▸ **What the exercise asks**: Would you repeat each line below exactly, without the pictures?

------ Provided records

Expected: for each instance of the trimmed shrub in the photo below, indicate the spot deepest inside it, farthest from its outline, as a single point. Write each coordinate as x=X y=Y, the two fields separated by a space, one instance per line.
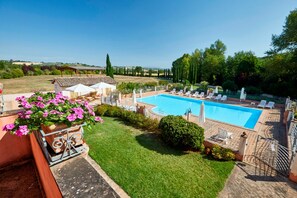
x=6 y=75
x=177 y=131
x=163 y=82
x=56 y=72
x=230 y=85
x=135 y=119
x=16 y=73
x=221 y=153
x=252 y=90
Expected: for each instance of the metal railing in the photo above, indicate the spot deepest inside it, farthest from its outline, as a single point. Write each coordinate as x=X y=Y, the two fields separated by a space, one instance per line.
x=60 y=145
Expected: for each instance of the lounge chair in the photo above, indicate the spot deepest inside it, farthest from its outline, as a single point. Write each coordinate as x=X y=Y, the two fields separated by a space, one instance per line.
x=201 y=95
x=195 y=94
x=180 y=92
x=210 y=95
x=188 y=93
x=218 y=97
x=262 y=104
x=224 y=98
x=223 y=135
x=270 y=105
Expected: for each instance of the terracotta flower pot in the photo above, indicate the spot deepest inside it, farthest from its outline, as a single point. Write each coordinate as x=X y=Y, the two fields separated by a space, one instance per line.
x=58 y=141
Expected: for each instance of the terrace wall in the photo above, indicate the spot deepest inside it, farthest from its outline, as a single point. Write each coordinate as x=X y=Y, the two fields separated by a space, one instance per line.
x=12 y=148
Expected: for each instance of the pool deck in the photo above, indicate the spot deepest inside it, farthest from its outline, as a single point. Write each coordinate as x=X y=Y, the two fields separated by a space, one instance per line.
x=269 y=125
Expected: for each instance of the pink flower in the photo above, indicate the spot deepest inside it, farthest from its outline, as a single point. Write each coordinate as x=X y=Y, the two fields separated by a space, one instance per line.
x=54 y=112
x=8 y=127
x=23 y=130
x=22 y=98
x=71 y=117
x=26 y=105
x=98 y=119
x=40 y=105
x=29 y=112
x=45 y=114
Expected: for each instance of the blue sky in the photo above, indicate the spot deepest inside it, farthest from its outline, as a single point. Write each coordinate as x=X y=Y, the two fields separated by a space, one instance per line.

------------

▸ **Task answer**:
Expected: for each instance of the trimmed shrub in the photo below, indicate the spot deepest inside it, farthest from its outline, as a single point. Write each coordinate as x=X y=Y, the two fields separated by a space, one instance per line.
x=6 y=75
x=177 y=131
x=163 y=82
x=56 y=72
x=230 y=85
x=135 y=119
x=16 y=73
x=221 y=153
x=252 y=90
Expected: for each instance of the metal railing in the photo above, indicate the spot deepest inside it, farthest from its outline, as a single point. Write each coordinate as x=X y=Y, the two fields separated by a space, one instance per line.
x=60 y=145
Expected: for each instance of the lounge chair in the photo above, indicate the spot deepest inside it, farthest from its outline, as a single point. Write each coordinate as x=X y=Y, the two fields separated by a space, one instance per line.
x=201 y=95
x=195 y=94
x=180 y=92
x=210 y=95
x=188 y=93
x=218 y=97
x=262 y=104
x=224 y=98
x=223 y=135
x=270 y=105
Expected: for each instance of the terracotta flower pot in the photo above, indicate the spot deepest inside it, farthest from its outline, as a single point. Write each coordinate as x=X y=Y, the two fields separated by a space, one instance per line.
x=58 y=141
Expected: for each instance of the terrace wall in the photo above, indicate the spot deepest inside it, farthest from its outline, as a single point. Write each coordinate as x=X y=Y, the two fields separated by a space, one instance per line.
x=12 y=148
Expected: for each instance of the pool deck in the photo above, indicate the spot deepest inside it, farthest from its outline, as a single point. Write each coordinate as x=X y=Y, the two fields separated by a space, one instance per line.
x=269 y=125
Expected: for each instance of the pink flower in the photo above, indicate the spot deepest inside it, farthest from its outline, as a single point. Write each coordinate as x=X y=Y, the two fields separated by a space, one instance per line.
x=54 y=112
x=8 y=127
x=23 y=130
x=22 y=98
x=71 y=117
x=26 y=105
x=98 y=119
x=40 y=105
x=29 y=112
x=45 y=114
Expected: for each instance of the blue sky in the photo above, indicate the spot deepest inside it, farthest from its outline, as a single point. Write each coordinate as x=X y=Y, the two fields separated by a space, one instance per line.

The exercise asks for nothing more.